=== DATA IN THIS EXERCISE ===

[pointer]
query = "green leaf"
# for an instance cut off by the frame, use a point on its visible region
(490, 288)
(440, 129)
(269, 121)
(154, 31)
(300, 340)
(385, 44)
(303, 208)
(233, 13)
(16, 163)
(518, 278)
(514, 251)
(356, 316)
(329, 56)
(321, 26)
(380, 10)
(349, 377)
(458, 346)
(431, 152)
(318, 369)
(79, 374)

===

SET EXERCISE – Write out all of the lines above again, unchanged.

SOLUTION –
[pointer]
query = "green leaf"
# for an instance cut off by the frame, use a point on its visible region
(490, 288)
(440, 129)
(269, 121)
(154, 31)
(300, 340)
(385, 44)
(303, 208)
(233, 13)
(16, 163)
(518, 278)
(514, 251)
(356, 316)
(329, 56)
(321, 26)
(380, 10)
(349, 377)
(458, 346)
(431, 152)
(318, 369)
(79, 374)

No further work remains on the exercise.